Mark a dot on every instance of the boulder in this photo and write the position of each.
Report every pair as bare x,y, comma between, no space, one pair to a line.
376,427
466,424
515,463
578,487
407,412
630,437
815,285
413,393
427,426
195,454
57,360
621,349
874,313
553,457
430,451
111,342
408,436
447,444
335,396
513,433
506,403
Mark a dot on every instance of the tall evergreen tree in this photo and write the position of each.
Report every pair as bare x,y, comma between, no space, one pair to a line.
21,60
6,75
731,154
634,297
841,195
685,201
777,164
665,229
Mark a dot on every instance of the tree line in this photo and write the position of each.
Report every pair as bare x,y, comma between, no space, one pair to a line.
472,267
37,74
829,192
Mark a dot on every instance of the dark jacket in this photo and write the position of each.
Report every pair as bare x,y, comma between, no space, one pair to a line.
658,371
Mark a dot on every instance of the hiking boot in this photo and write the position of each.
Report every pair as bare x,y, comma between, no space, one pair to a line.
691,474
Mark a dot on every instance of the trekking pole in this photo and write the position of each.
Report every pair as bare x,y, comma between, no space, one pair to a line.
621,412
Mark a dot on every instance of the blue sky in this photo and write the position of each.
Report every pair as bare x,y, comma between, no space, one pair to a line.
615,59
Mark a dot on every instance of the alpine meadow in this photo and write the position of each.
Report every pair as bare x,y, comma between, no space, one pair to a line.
+-------+
- [Set exercise]: Reproduce the lines of the listing word for word, from the line containing "Mark a dot on every instance of the alpine" through the end of the listing, inclusive.

- [Response below]:
Mark a dot on every instance of the alpine meadow in this photo and write the position of each.
Report every pair as bare x,y, comma between, no space, one pair to a line.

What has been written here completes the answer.